- Your goal -
Write the next part of the article profiling Peter Arnell, picking up after its final sentence.

- Document extract -
..........

Meet Peter Arnell, Madison Avenue's Dumbest Genius

Updated
Peter Arnell
Peter Arnell

Correction: In this article Peter Arnell, chairman of the Arnell Group, was incorrectly credited with overseeing a 2009 brand campaign for Gatorade. In fact, while Arnell Group was behind the makeovers of two other PepsiCo brands last year, Pepsi and Tropicana, the Gatorade campaign was the work of another agency, TBWA/Chiat/Day Los Angeles. DailyFinance regrets the error.

PepsiCo's (PEP) ill-advised makeover of its Tropicana orange juice brand was one of the major marketing disasters of the past decade. But it was a success in one way: It managed to deflect attention from the company's almost equally boneheaded rebranding of Gatorade. For a time, anyway.

In early 2009, just as Tropicana was discarding its familiar packaging in favor of a new look consumers hated, Gatorade was rechristening itself as, simply, G. The result: a drop in sales of 15%, necessitating a fresh repositioning of the brand: The sports drink will now come in two varieties, one for athletes and one for regular folks, according to The New York Times.

Both rethinks The Tropicana campaign was the work of Peter Arnell, a Madison Avenue maven who prefers to speak and work in the most grandiose possible fashion. Arnell fancies himself less an adman than a philosopher-artist whose Medici-like patrons are the giant corporations that have paid him millions over the years to craft their campaigns: McDonald's (MCD), Banana Republic, Donna Karan.

..........

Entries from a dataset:

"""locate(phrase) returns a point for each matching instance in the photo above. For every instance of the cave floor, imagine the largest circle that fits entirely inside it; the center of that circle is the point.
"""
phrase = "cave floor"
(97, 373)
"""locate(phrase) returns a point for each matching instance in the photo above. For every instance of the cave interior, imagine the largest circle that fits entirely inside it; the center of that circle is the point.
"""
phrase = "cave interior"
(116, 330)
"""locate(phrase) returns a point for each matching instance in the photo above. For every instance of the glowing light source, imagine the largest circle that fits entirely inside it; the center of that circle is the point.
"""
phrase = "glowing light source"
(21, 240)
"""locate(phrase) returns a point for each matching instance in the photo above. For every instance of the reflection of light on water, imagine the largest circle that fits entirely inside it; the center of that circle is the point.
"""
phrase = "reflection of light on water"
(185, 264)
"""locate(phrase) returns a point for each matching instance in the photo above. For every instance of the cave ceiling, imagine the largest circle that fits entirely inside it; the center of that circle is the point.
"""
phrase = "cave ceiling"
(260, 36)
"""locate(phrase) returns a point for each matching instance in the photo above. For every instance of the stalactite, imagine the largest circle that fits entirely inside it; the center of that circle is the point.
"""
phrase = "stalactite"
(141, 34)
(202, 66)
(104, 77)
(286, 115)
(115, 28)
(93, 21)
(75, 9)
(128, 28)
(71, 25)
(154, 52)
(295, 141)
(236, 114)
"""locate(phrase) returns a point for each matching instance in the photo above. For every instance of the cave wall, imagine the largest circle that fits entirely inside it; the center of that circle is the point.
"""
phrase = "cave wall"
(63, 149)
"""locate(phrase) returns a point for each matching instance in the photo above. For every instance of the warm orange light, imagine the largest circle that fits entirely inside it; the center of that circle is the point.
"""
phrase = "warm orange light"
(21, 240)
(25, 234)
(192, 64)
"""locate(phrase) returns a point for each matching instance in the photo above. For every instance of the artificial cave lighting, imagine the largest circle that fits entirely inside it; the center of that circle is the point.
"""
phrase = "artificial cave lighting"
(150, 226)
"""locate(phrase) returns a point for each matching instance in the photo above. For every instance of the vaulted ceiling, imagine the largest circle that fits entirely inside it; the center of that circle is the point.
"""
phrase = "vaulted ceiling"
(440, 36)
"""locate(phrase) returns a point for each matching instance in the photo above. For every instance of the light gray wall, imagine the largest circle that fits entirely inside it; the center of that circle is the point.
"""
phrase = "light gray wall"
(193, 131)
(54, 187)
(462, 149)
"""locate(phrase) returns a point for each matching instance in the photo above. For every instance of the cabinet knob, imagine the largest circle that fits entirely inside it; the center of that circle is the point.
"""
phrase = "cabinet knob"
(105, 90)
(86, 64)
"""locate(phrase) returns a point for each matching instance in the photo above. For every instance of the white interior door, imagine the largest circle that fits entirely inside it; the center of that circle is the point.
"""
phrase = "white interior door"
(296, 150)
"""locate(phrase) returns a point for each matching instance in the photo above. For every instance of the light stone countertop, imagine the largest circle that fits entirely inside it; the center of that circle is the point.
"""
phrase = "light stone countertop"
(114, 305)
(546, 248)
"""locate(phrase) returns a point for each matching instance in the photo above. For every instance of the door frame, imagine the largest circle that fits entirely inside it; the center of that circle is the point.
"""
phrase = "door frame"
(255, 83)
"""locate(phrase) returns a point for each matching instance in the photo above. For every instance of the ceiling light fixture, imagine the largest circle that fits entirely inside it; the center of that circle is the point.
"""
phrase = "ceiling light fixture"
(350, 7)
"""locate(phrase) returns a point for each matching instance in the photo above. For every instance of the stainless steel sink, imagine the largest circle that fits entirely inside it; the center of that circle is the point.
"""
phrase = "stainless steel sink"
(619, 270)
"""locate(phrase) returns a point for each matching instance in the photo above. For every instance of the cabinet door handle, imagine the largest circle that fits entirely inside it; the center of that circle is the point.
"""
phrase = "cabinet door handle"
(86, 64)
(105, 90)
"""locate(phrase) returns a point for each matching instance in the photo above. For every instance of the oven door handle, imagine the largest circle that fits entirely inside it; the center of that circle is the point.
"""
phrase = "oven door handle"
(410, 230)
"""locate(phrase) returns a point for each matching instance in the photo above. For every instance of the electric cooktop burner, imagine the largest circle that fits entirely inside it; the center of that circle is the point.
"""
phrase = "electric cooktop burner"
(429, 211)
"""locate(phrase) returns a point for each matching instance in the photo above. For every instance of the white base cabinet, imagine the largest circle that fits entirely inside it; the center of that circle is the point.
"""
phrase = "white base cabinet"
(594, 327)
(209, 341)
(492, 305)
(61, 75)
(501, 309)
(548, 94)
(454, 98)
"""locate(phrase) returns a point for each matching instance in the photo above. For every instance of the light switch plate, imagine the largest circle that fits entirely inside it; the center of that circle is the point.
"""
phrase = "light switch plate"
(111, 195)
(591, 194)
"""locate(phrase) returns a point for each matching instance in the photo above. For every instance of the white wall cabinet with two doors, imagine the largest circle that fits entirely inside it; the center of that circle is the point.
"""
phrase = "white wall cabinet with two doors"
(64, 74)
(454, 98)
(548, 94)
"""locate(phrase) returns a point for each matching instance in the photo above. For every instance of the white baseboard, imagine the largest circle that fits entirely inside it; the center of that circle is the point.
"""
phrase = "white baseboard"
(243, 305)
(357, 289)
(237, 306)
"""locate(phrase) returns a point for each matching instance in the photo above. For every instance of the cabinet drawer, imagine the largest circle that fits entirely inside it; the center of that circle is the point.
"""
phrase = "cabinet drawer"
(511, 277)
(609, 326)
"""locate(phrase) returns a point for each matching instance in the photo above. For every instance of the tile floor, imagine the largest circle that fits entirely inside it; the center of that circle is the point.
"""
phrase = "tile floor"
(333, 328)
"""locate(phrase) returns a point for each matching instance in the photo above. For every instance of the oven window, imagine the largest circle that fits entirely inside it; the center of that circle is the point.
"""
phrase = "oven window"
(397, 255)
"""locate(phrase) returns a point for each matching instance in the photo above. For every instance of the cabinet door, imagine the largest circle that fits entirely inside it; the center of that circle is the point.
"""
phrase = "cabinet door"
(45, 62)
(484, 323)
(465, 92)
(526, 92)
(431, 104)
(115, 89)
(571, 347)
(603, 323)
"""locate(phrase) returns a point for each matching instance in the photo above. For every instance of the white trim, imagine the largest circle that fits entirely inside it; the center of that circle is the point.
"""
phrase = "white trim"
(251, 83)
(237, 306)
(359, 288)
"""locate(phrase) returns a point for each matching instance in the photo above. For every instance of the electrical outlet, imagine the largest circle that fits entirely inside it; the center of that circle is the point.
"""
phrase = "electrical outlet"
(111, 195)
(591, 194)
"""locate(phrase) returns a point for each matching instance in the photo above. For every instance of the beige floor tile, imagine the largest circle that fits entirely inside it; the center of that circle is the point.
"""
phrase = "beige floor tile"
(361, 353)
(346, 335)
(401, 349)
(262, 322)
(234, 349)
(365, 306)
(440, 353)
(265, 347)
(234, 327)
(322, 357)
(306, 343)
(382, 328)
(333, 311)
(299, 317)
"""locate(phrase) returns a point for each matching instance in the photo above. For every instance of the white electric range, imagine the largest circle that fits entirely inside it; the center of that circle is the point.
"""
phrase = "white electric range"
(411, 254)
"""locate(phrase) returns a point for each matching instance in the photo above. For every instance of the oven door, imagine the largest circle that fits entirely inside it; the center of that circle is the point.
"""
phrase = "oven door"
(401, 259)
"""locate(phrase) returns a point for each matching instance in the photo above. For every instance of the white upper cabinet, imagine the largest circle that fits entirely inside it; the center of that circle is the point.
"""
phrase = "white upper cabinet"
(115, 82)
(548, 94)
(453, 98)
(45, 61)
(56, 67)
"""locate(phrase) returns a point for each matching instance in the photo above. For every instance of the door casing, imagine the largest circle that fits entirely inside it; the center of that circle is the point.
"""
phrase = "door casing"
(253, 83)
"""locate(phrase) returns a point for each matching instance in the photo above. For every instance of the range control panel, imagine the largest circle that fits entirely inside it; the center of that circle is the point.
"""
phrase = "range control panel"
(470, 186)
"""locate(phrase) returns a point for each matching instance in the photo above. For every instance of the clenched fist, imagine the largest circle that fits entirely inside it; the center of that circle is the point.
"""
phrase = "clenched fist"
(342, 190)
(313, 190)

..........

- Expected answer -
A Giant in His Own Mind

I interviewed Arnell at his office in 2004. Never in the years before or since have I met a person so impressed with his own talents. That's not very nice to say, I know, but bear in mind we're talking about someone with a reputation for hitting his employees and making them do push-ups as punishment.

Some of his work has been undeniably brilliant, like the iconic DKNY logo containing the Manhattan skyline. But lately, it seems as though either that well has run dry or recession-stressed consumers have become more skeptical of high-concept ad pitches. When a document Arnell produced justifying his new Pepsi logo in terms of its grounding in Eastern mysticism and classical geometry was leaked to the public, it made him out of touch with his time rather than ahead of it.

The latest marketer to entrust its brand to Arnell is Belvedere vodka. Arnell's bright idea was to encourage consumers to refer to it by the nickname "Belve," presumably because it's that extra syllable that's been preventing tongue-tied bar patrons from ordering it over, say, Smirnoff or Ketel. Something tells me this will not be the campaign that turns Arnell's losing streak around.